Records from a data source
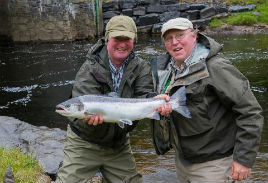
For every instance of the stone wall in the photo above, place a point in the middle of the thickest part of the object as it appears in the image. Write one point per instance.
(57, 20)
(149, 16)
(47, 20)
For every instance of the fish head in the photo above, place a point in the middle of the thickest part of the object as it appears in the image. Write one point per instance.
(71, 108)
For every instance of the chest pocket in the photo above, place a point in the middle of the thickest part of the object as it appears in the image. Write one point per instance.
(198, 106)
(196, 92)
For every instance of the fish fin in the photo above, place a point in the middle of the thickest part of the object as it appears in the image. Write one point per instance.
(178, 102)
(121, 124)
(126, 121)
(155, 115)
(87, 113)
(113, 94)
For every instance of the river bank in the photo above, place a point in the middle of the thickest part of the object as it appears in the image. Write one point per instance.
(238, 30)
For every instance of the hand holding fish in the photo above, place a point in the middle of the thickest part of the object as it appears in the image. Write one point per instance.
(166, 108)
(94, 120)
(95, 109)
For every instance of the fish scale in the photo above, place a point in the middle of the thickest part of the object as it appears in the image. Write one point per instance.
(121, 110)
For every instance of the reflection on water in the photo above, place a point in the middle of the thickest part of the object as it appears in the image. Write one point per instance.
(35, 77)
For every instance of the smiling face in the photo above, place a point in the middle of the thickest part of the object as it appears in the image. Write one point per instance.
(119, 48)
(180, 43)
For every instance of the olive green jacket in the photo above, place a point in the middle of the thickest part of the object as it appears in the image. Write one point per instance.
(226, 117)
(94, 77)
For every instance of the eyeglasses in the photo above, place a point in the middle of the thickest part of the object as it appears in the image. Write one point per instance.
(178, 37)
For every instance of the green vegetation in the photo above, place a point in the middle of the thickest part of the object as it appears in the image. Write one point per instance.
(215, 23)
(24, 167)
(244, 2)
(245, 18)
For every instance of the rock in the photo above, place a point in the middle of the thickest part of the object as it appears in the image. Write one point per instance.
(164, 17)
(197, 6)
(156, 9)
(127, 4)
(235, 9)
(44, 143)
(207, 12)
(148, 19)
(193, 14)
(128, 12)
(139, 11)
(110, 14)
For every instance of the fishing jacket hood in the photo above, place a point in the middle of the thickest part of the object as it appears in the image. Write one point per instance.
(226, 117)
(94, 77)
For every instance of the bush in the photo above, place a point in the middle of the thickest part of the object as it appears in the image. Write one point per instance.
(24, 167)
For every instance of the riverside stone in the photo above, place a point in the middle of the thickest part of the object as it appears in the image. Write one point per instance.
(207, 12)
(148, 19)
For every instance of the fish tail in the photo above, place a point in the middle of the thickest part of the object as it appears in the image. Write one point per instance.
(178, 102)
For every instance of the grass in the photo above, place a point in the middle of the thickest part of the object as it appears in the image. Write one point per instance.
(245, 18)
(25, 168)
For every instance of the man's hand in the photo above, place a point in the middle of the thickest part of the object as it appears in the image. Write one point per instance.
(239, 172)
(166, 108)
(94, 120)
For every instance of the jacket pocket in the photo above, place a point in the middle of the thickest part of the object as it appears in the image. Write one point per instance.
(200, 121)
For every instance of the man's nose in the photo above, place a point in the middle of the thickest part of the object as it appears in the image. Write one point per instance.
(174, 41)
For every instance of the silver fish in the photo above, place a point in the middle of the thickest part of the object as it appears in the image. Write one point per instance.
(121, 110)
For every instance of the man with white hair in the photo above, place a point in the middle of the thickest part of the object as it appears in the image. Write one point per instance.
(220, 142)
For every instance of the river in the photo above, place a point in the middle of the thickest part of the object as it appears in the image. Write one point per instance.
(34, 77)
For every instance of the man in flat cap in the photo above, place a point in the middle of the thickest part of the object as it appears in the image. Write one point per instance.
(93, 146)
(220, 142)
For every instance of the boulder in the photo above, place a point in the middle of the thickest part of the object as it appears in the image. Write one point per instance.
(235, 9)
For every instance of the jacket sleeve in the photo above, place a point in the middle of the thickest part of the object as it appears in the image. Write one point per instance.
(233, 89)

Your objective: For each record, return its text exactly and leave any picture out.

Answer space:
For every instance of the stone wall in the photo above, place a point in the middle of the thickest part of the object as it appears in the image. Write one point per instance.
(57, 20)
(149, 16)
(47, 20)
For every instance of the fish head in the photo above, place a point in the middle of the thickest part of the object as it appears in the image. Write one point per instance.
(71, 108)
For every instance of the chest pocket in the photo above, place a point in the middle of the thickest part of the object as it appears in the image. Write one point per instance.
(198, 106)
(196, 92)
For every instance of the fish fin in the photo above, place a point in the middle of the thickest part of the object as it appears in the image. Write one point per instance.
(178, 102)
(121, 124)
(126, 121)
(155, 115)
(87, 113)
(113, 94)
For every instance of the river bank in the photo above, place a point in the middle of the thickest part of the object as it appears in the image. Write one point per instance.
(238, 30)
For every instance of the hand holding fish in the photo above, place a point in the middle of the thickest part of the object as it appears in the image. Write one point per instance.
(166, 108)
(94, 120)
(95, 109)
For every instance of the fish scale in the photo above, place a point in the middle of the thickest part of the object as it appears in the image. Write one point per instance.
(121, 110)
For every instance of the reflection on water in the photo above, place a point in the middle of the thickest part of the object as it appears in the image. Write one point per instance.
(35, 77)
For every instance of the smiling face in the photo above, place a point in the middle of the thickest part of the object as it appears in the image. Write one point per instance.
(119, 48)
(180, 43)
For every instance of the olive green jacket in the photo above, place a point in the middle of the thickest part of the object as it appears in the image. Write one point per instance.
(226, 117)
(94, 77)
For every instance of the eyeglasses in the photo above, place a point in the middle of the thickest part of the object as it appears in the image. Write one point per instance.
(178, 37)
For every instance of the green vegetation in the photo above, place a point in the middle of the thickest part of the object as it appears in the image. Write one point per instance.
(215, 23)
(24, 167)
(244, 2)
(245, 18)
For every instance of the rock in the photo above, place a point in the middle of the thickest part of the object as it appears in the image. Write one point per instance.
(164, 17)
(197, 6)
(156, 9)
(127, 4)
(235, 9)
(44, 143)
(207, 12)
(148, 19)
(193, 14)
(128, 12)
(139, 11)
(110, 14)
For every instance of the fishing jacket hood in the photo above, place a point in the middle of the thickest part of the object as it appears in the image. Write one point per instance.
(226, 117)
(94, 77)
For every instance of the bush in the photo above, place a point in the middle of the thickest part of the object as it appears in the image. Write one point per instance.
(24, 167)
For every instance of the riverside stone in the photo above, place a point in the middle of the thickest part of the object as it appears in the image. Write one point per instance.
(207, 12)
(148, 19)
For every instance of the fish tail in the photo above, place a point in the middle of the thickest part of the object as it appears in the image. Write one point per instance.
(178, 102)
For every instance of the grass in the photo above, place a point in the middle of the thickest part of the object as it appears in the image. Write one point per instance.
(245, 18)
(25, 168)
For every instance of the man's hand in the photo above, place a point in the middle of the thickest part of the object as it appears in the image. Write one point per instance.
(239, 172)
(166, 108)
(94, 120)
For every instance of the jacket pocket in the photo above, place a point in the middle of the thickest part of the object as it appears in the image. Write one point per instance.
(200, 121)
For every instance of the man's nose in the photo above, place a point in the middle of the thickest part of the object as it appears in the image. Write one point per instance.
(174, 41)
For every instance of the silver fish in the photo above, place a point in the middle of the thickest part of the object as it appears in the image. Write one point per instance.
(121, 110)
For every instance of the man with white hair in the photo above, place a point in the middle of the thickest part of the object as it appears in the image. Write one point per instance.
(220, 142)
For every instance of the river in the photo above, place a point in the middle of the thickest part of the object as it appears in the image. Write one point per instance.
(34, 77)
For every instance of the man in flat cap in the photo above, place a point in the middle of the thickest part of the object as it appears in the image. Write one point per instance.
(93, 146)
(220, 142)
For every instance of the boulder in the photo above, place a point in the middle of the thickest part of the object as it appears in the image. Write one point per instance.
(235, 9)
For every instance of the jacket sleeve in the photo above, place a point in the middle of the thickest part of the object as it appears in the image. Write one point per instance.
(233, 89)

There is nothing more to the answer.